AUFGABENSTELLUNG
Wähle aus den folgenden Einträgen jede Zeile aus, in der das Wort „small“ vorkommt, und gib diese Zeilen unverändert wieder. Die Groß- und Kleinschreibung muss dabei genau übereinstimmen.

▼

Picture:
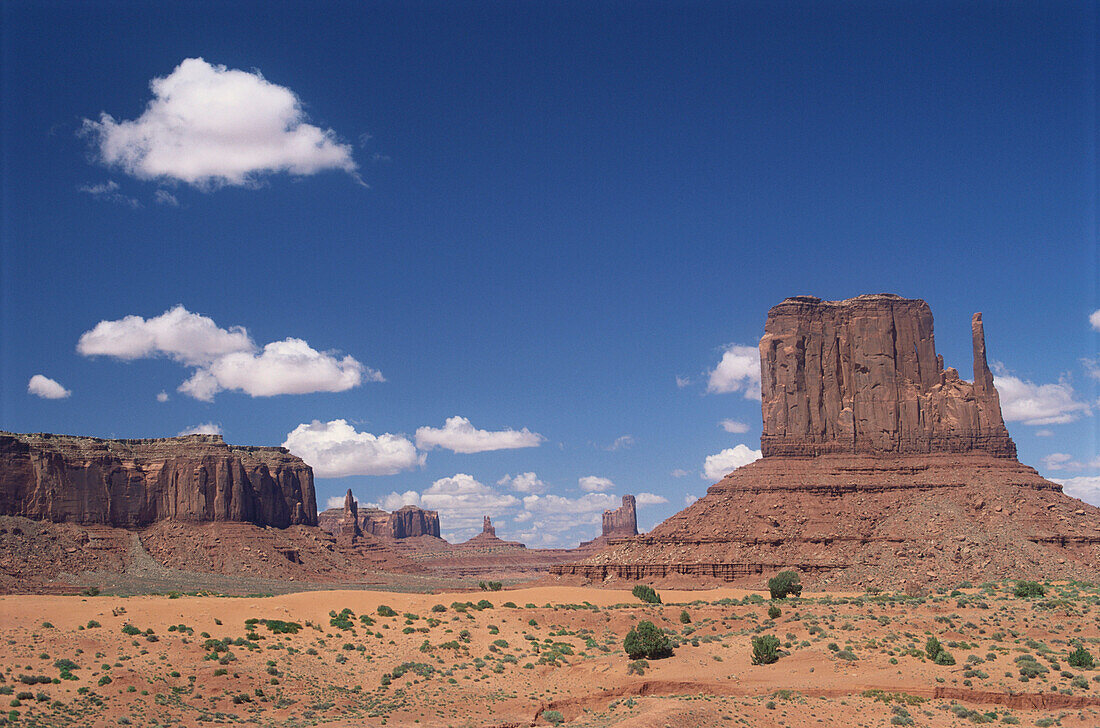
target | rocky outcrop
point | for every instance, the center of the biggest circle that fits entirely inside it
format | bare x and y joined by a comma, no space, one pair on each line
406,522
623,521
135,483
881,467
862,376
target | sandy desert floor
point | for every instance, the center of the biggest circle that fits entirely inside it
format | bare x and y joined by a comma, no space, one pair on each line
543,654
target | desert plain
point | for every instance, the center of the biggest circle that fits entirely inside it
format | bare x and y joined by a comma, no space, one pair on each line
550,654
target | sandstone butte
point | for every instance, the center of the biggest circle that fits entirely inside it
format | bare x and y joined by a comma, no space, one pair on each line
134,483
880,467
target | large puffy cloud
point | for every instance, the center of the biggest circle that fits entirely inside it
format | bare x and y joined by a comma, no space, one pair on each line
716,466
460,436
224,359
43,386
595,484
1037,404
208,125
336,450
524,483
738,371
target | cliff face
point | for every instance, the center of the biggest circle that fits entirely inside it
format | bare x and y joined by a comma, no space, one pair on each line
862,376
623,521
134,483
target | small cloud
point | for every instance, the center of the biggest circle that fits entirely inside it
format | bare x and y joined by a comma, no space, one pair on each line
649,499
716,466
460,436
164,197
738,371
210,127
109,192
206,428
336,450
620,443
595,484
1037,404
524,483
43,386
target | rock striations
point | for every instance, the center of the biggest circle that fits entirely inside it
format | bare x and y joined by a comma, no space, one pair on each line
135,483
880,466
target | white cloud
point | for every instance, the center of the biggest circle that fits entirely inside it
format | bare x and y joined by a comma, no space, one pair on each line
208,125
1037,404
190,339
650,499
716,466
1062,461
206,428
524,483
595,484
224,359
738,371
164,197
460,436
43,386
1085,487
109,192
336,450
620,443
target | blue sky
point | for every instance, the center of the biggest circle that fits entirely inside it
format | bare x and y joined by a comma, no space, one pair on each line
543,217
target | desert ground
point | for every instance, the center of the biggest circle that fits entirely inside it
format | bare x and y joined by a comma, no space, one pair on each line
547,654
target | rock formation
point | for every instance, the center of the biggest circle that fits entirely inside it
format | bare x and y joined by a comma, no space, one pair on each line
622,521
406,522
862,376
880,465
134,483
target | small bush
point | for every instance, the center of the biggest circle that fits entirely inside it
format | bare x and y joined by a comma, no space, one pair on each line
765,649
647,640
784,584
646,593
1080,658
1029,588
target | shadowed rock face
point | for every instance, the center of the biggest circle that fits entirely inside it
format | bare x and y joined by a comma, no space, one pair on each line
134,483
623,521
862,376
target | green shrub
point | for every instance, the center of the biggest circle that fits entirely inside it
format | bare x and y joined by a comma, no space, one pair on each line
765,649
1080,658
1029,588
784,584
647,640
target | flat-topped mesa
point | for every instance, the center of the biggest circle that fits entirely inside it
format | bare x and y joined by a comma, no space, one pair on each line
622,521
862,376
134,483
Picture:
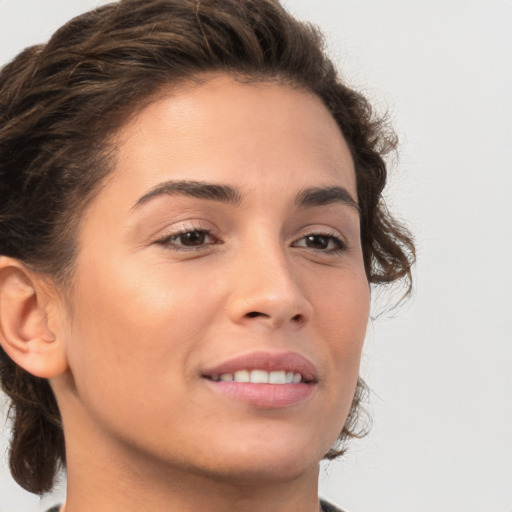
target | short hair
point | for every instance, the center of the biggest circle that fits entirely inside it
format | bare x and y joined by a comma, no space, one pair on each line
60,104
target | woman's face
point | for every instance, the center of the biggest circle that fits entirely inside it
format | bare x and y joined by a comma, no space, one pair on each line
225,247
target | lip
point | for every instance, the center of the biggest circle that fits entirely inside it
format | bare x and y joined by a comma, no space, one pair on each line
269,361
266,396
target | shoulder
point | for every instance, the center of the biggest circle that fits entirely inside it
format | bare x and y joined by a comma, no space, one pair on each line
327,507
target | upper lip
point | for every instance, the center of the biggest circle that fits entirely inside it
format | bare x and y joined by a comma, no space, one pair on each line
269,361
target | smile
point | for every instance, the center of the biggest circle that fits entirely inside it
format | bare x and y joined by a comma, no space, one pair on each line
264,379
261,377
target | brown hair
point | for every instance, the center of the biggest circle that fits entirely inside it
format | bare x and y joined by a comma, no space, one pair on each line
61,101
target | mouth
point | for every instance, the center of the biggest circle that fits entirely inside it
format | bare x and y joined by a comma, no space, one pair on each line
264,379
260,377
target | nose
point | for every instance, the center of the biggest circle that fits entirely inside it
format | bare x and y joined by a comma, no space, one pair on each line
266,290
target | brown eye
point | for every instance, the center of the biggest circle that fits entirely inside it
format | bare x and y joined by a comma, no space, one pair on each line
192,238
188,240
317,241
326,243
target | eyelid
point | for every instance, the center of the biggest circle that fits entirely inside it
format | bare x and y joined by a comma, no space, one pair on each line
168,238
326,232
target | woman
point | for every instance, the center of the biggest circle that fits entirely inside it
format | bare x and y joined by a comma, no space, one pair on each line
190,221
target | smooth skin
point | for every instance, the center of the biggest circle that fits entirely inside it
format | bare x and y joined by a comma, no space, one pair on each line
166,285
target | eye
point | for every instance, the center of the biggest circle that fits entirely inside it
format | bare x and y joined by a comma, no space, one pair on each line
322,242
187,239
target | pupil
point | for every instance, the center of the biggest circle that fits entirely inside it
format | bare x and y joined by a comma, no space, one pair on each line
193,238
317,241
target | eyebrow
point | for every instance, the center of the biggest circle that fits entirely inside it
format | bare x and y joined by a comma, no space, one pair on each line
307,198
197,189
321,196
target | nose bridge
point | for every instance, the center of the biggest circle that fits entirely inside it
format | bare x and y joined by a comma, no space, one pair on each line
266,286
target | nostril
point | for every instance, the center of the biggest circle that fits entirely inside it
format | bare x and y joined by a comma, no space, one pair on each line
254,314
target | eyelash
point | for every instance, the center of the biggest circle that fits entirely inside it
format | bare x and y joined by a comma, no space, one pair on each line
169,241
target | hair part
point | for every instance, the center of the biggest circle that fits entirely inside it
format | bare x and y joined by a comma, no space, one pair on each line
60,106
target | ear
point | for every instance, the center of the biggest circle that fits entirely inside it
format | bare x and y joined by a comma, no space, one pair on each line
26,305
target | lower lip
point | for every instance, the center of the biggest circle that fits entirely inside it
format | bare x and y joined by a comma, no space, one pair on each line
268,396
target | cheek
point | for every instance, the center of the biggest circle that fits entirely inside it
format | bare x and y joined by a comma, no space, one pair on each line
130,327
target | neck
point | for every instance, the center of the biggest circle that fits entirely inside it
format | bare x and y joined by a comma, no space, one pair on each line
105,476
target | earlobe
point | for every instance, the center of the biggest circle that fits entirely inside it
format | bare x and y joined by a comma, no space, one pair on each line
25,333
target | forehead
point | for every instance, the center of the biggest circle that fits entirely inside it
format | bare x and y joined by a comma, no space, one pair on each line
237,131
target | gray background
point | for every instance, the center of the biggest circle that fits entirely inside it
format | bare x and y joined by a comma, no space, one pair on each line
441,371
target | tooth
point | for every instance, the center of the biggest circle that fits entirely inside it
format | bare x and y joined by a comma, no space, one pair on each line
242,376
277,377
259,377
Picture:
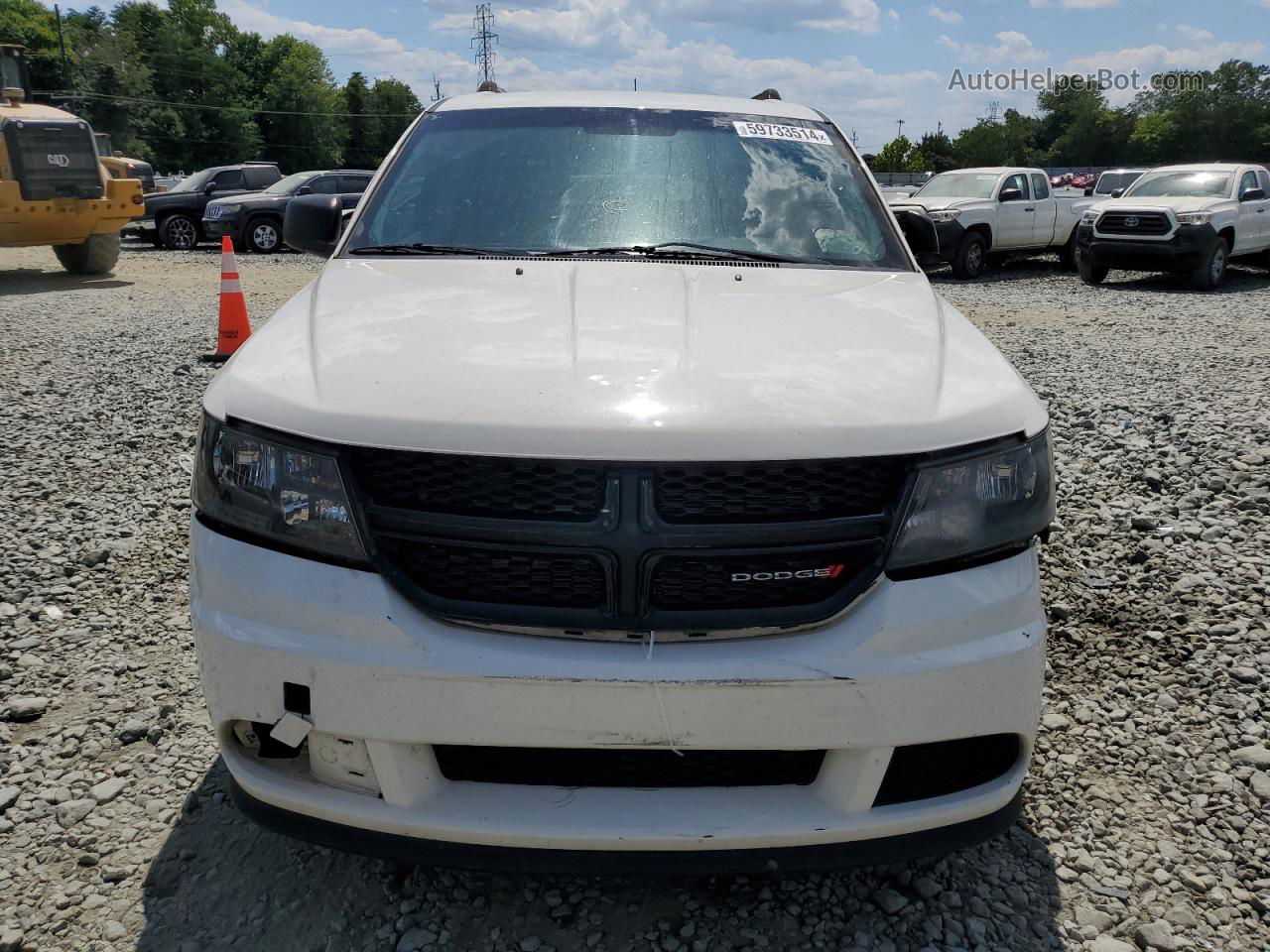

▲

ERGEBNIS
target | small cloud
target | small bush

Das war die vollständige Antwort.